▶ _EXERCISE TASK_: Render every line from the start of the records down to and including the line containing "Query: **man in dark jacket**" as a JSON list of strings, one string per line. Omit blank lines and the pictures.

--- start of INFORMATION SHOWN ---

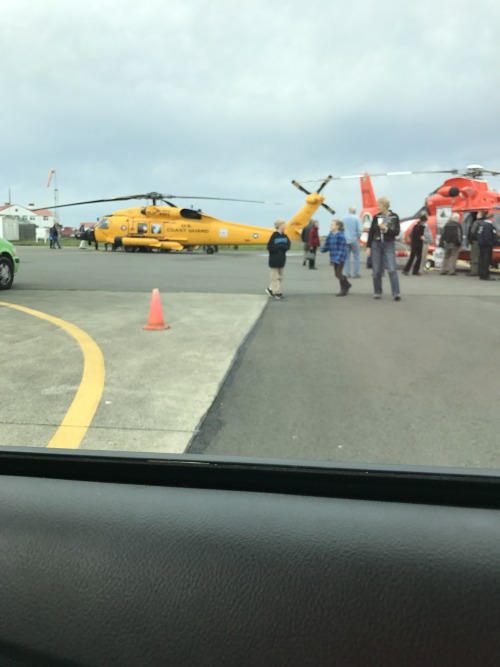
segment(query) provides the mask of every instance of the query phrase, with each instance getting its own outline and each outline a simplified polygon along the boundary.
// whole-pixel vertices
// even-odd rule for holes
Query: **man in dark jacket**
[[[497,232],[493,227],[493,213],[488,213],[484,220],[479,221],[477,228],[477,244],[479,246],[479,280],[491,280],[490,264]]]
[[[422,261],[422,248],[424,246],[424,231],[425,223],[427,222],[427,214],[421,213],[417,224],[413,226],[410,234],[410,243],[411,243],[411,253],[406,266],[403,269],[403,274],[407,276],[410,273],[411,265],[415,261],[415,266],[413,267],[413,275],[420,275],[420,262]]]
[[[285,224],[284,220],[276,220],[274,223],[276,231],[271,235],[267,244],[271,281],[269,287],[266,288],[266,294],[277,301],[283,298],[281,281],[283,280],[286,253],[290,249],[290,239],[285,234]]]
[[[368,232],[366,255],[372,258],[373,298],[382,297],[382,272],[385,268],[389,273],[392,298],[394,301],[401,301],[396,271],[396,238],[400,232],[400,224],[398,215],[391,211],[389,206],[387,197],[377,199],[378,213],[373,216]]]
[[[458,260],[458,253],[462,245],[462,225],[459,222],[460,216],[458,213],[453,213],[443,228],[441,235],[441,245],[444,248],[443,267],[441,275],[446,274],[456,276],[456,267]]]

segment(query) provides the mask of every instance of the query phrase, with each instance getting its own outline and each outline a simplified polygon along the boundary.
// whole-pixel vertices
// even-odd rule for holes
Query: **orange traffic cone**
[[[170,329],[168,324],[165,324],[163,319],[163,311],[161,309],[160,301],[160,290],[155,287],[153,294],[151,295],[151,307],[149,309],[149,319],[148,323],[145,324],[143,329],[148,331],[158,331],[160,329]]]

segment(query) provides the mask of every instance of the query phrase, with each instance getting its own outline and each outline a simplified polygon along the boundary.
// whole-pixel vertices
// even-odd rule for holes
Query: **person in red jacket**
[[[319,222],[314,221],[311,231],[309,232],[309,268],[316,268],[316,251],[320,246],[319,242]]]

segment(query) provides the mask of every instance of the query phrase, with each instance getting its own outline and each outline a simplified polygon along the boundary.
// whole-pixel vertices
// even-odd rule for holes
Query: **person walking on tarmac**
[[[61,250],[61,244],[59,243],[59,227],[57,225],[57,222],[54,223],[54,226],[50,230],[52,234],[52,247],[54,250],[58,248]]]
[[[286,253],[290,249],[290,239],[285,234],[285,221],[276,220],[274,228],[276,231],[271,235],[267,244],[269,252],[270,284],[266,288],[266,294],[276,301],[283,299],[281,281],[283,280],[283,269],[286,264]]]
[[[361,278],[359,273],[359,239],[361,238],[361,233],[363,227],[361,225],[361,220],[356,215],[356,207],[349,207],[349,215],[346,215],[343,218],[342,223],[344,225],[344,236],[345,242],[347,243],[347,258],[345,261],[346,278],[350,278],[351,275],[354,278]],[[351,254],[353,257],[353,269],[351,273]]]
[[[469,227],[469,232],[467,234],[467,241],[470,245],[470,271],[466,273],[466,276],[477,276],[479,275],[479,246],[477,244],[477,230],[479,223],[481,223],[486,217],[486,211],[478,211],[476,219]]]
[[[429,269],[427,268],[427,253],[429,252],[429,246],[434,243],[434,239],[432,238],[432,232],[429,229],[429,225],[427,221],[424,224],[424,242],[422,244],[422,271],[420,273],[422,275],[425,275],[425,271],[428,271]]]
[[[460,216],[458,213],[452,213],[451,218],[443,227],[441,235],[441,245],[444,247],[444,260],[441,269],[441,275],[456,276],[457,260],[462,245],[462,225],[459,222]]]
[[[333,220],[330,225],[330,233],[326,237],[321,252],[327,250],[330,251],[330,264],[335,271],[335,277],[340,283],[340,292],[335,296],[346,296],[351,289],[351,283],[343,275],[343,270],[349,251],[344,235],[344,223],[341,220]]]
[[[479,246],[479,280],[492,280],[490,276],[491,255],[497,240],[497,232],[493,227],[493,213],[488,213],[480,220],[477,228],[477,244]]]
[[[316,269],[316,251],[320,246],[319,242],[319,222],[314,220],[314,224],[309,232],[309,268]]]
[[[413,275],[414,276],[419,276],[420,275],[420,263],[422,261],[422,247],[424,245],[424,228],[425,228],[425,223],[427,221],[427,215],[425,213],[421,213],[419,216],[419,219],[417,220],[417,224],[413,226],[413,229],[411,230],[410,234],[410,244],[411,244],[411,253],[410,257],[408,258],[408,261],[406,262],[405,268],[403,269],[403,275],[408,276],[410,275],[410,269],[415,261],[415,266],[413,267]]]
[[[309,220],[309,222],[307,223],[307,225],[304,227],[304,229],[300,234],[302,247],[304,249],[304,259],[302,261],[302,266],[305,266],[309,259],[309,234],[313,226],[314,226],[314,220],[311,219]]]
[[[387,197],[377,199],[378,213],[373,216],[366,255],[372,258],[373,298],[382,298],[382,272],[387,269],[391,283],[392,298],[401,301],[399,279],[396,271],[396,238],[399,236],[399,216],[391,211]]]

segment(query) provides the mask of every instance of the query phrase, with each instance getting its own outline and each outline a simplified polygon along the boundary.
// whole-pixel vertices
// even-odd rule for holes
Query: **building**
[[[36,238],[45,240],[55,220],[49,209],[35,210],[20,204],[4,204],[0,206],[0,237],[19,241],[23,236],[21,230],[24,225],[36,225]]]

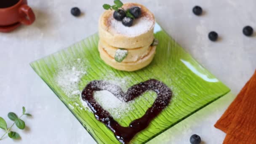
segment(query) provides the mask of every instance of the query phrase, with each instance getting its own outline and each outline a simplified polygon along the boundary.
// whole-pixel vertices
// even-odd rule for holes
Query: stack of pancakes
[[[120,70],[133,71],[148,65],[153,59],[156,46],[154,41],[154,15],[146,7],[134,3],[125,4],[126,10],[134,6],[140,7],[141,15],[134,20],[133,25],[127,27],[114,19],[114,11],[107,10],[99,19],[99,51],[101,59],[112,67]],[[117,51],[121,48],[128,52],[120,62],[115,59]]]

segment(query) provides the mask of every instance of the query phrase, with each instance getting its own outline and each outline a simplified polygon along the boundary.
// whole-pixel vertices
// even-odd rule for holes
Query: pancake
[[[109,55],[101,45],[98,46],[101,59],[113,68],[123,71],[131,72],[142,69],[149,64],[153,60],[155,53],[156,46],[150,47],[149,53],[143,58],[134,62],[117,62],[115,59]]]
[[[100,46],[102,47],[104,50],[112,58],[115,57],[116,51],[119,48],[109,45],[106,42],[100,40],[99,43]],[[147,45],[143,47],[133,49],[127,49],[128,54],[123,62],[134,62],[147,56],[150,52],[150,45]]]
[[[114,47],[133,49],[149,45],[154,40],[155,24],[154,15],[145,7],[138,3],[124,4],[127,10],[134,6],[141,8],[141,15],[134,20],[131,27],[124,26],[121,21],[113,17],[114,11],[106,11],[99,21],[99,36],[100,39],[107,42]]]

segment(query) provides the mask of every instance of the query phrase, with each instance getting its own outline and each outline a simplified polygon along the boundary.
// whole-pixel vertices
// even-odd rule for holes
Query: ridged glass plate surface
[[[104,63],[98,51],[97,34],[31,65],[98,144],[119,142],[81,100],[80,92],[89,82],[108,81],[120,85],[124,91],[150,79],[165,83],[173,93],[170,104],[131,141],[145,143],[230,91],[157,24],[155,35],[159,44],[153,61],[146,68],[133,72],[117,70]],[[122,125],[127,126],[144,115],[156,96],[146,93],[127,104],[127,108],[120,109],[122,112],[114,109],[110,113]]]

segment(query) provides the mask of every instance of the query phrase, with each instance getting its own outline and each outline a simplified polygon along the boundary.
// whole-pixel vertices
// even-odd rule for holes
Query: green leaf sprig
[[[128,51],[123,48],[119,48],[115,52],[115,60],[117,62],[121,62],[127,56]]]
[[[130,10],[129,9],[127,11],[125,11],[122,7],[123,5],[123,3],[120,0],[115,0],[114,1],[114,3],[115,3],[115,4],[113,5],[110,5],[107,4],[104,4],[103,5],[103,8],[107,10],[110,9],[111,10],[114,10],[116,11],[117,11],[120,8],[121,8],[125,12],[126,16],[132,19],[135,19],[133,16],[130,12]]]
[[[7,133],[8,136],[12,139],[18,139],[20,138],[20,136],[19,133],[14,131],[11,131],[11,129],[15,124],[18,128],[23,130],[26,127],[25,122],[21,119],[21,118],[24,115],[26,115],[28,116],[32,116],[32,115],[29,113],[26,113],[26,108],[25,107],[22,107],[22,115],[19,117],[18,117],[15,113],[10,112],[8,113],[8,117],[14,122],[13,124],[9,128],[7,128],[7,124],[5,120],[2,117],[0,117],[0,128],[3,129],[5,131],[5,133],[0,138],[0,141],[3,139],[3,138]]]

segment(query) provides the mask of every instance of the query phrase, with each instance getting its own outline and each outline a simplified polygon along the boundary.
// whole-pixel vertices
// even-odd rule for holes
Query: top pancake
[[[114,19],[114,11],[106,11],[99,22],[100,38],[112,46],[127,49],[149,45],[154,40],[155,24],[154,15],[145,7],[138,3],[128,3],[122,7],[127,10],[134,6],[140,7],[141,15],[134,20],[133,25],[127,27]]]

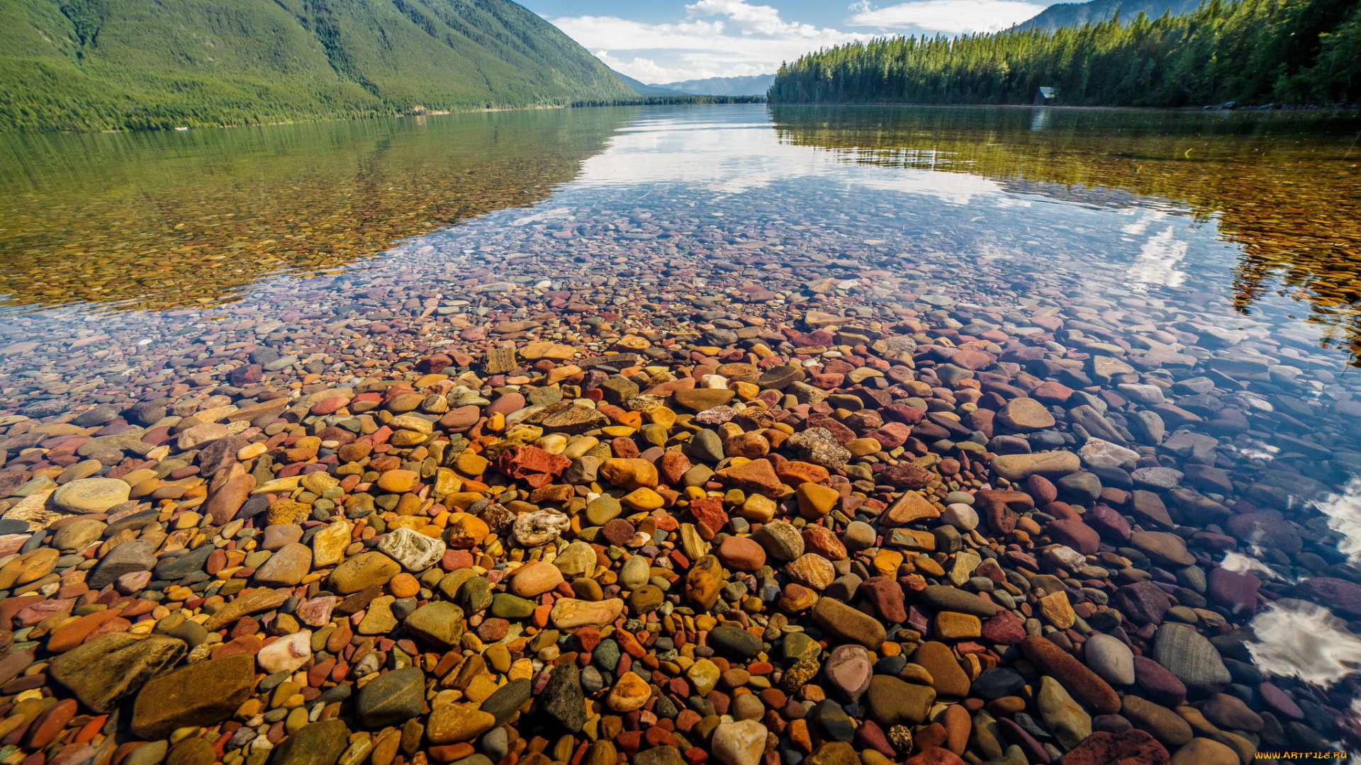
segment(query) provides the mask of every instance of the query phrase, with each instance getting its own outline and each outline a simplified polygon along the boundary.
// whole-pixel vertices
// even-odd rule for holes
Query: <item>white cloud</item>
[[[1044,8],[1045,5],[1018,0],[917,0],[887,8],[855,3],[851,10],[856,14],[847,19],[847,25],[946,34],[1000,31]]]
[[[596,50],[596,59],[604,61],[606,67],[617,72],[629,75],[645,83],[668,83],[704,78],[728,76],[728,72],[719,72],[708,67],[663,67],[652,59],[634,56],[633,59],[617,59],[608,50]],[[735,72],[736,74],[736,72]]]
[[[606,64],[648,83],[770,74],[811,50],[872,37],[785,20],[777,8],[746,0],[697,0],[670,23],[618,16],[553,23],[588,50],[606,52]]]

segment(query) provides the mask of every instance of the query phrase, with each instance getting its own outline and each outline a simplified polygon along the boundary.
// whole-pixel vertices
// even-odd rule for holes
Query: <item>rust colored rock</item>
[[[780,476],[776,475],[770,460],[751,460],[744,464],[725,467],[716,475],[729,487],[740,489],[747,494],[755,493],[777,497],[781,493],[780,487],[783,483],[780,482]]]
[[[1021,513],[1034,508],[1034,500],[1023,491],[988,489],[973,494],[974,505],[983,510],[994,534],[1011,534]]]
[[[212,516],[212,523],[216,525],[230,521],[241,505],[245,505],[246,500],[250,498],[250,490],[255,489],[255,476],[250,474],[227,481],[208,495],[208,501],[203,504],[204,515]]]
[[[1063,755],[1063,765],[1169,765],[1172,757],[1141,730],[1123,734],[1097,731]]]
[[[1051,675],[1079,704],[1097,715],[1120,711],[1120,697],[1096,672],[1049,640],[1030,636],[1021,641],[1021,651],[1041,672]]]
[[[570,466],[572,460],[568,457],[550,455],[538,446],[513,446],[495,459],[497,470],[510,478],[523,479],[534,489],[547,486]]]

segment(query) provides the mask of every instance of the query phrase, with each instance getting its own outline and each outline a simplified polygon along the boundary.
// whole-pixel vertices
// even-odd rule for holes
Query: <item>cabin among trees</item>
[[[1361,0],[1207,0],[1184,16],[851,42],[781,65],[769,98],[1040,103],[1045,88],[1066,106],[1356,103]]]

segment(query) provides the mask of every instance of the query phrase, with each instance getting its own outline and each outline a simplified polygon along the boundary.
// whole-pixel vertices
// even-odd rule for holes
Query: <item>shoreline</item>
[[[314,358],[299,324],[131,406],[0,419],[20,750],[882,765],[1350,735],[1247,648],[1296,598],[1361,617],[1317,513],[1267,504],[1322,483],[1224,449],[1286,429],[1353,464],[1354,399],[1282,418],[1234,387],[1328,365],[1273,372],[1194,321],[1135,347],[1081,304],[1009,333],[893,265],[742,261],[698,295],[457,268],[461,305],[355,327],[367,353]],[[1312,579],[1229,555],[1264,539]],[[91,715],[131,734],[78,740]]]

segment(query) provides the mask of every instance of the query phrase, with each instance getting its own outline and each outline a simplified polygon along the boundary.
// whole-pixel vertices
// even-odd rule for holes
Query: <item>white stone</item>
[[[267,675],[294,671],[312,660],[312,630],[286,634],[256,653],[256,662]]]
[[[524,547],[547,544],[572,525],[572,519],[558,510],[535,510],[516,516],[512,532]]]
[[[723,765],[759,765],[765,753],[766,727],[755,720],[720,723],[710,747]]]
[[[1120,467],[1139,459],[1139,452],[1101,438],[1087,438],[1078,455],[1087,467]]]
[[[974,510],[962,502],[955,502],[945,506],[945,512],[940,513],[940,520],[958,528],[960,531],[973,531],[974,528],[979,528],[979,510]]]
[[[82,478],[52,493],[52,504],[72,513],[102,513],[128,501],[132,486],[117,478]]]
[[[378,550],[412,573],[423,572],[444,558],[444,542],[410,528],[385,534],[378,542]]]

--- end of INFORMATION SHOWN ---

▶ _OUTPUT FOR THIS TASK_:
[
  "segment(query) provides the mask of every instance of the query phrase, with each instance getting its own outline and each outline a simplified polygon along the boundary.",
  "// whole-pixel vertices",
  "// even-odd rule for holes",
  "Query: **man in dark jacket**"
]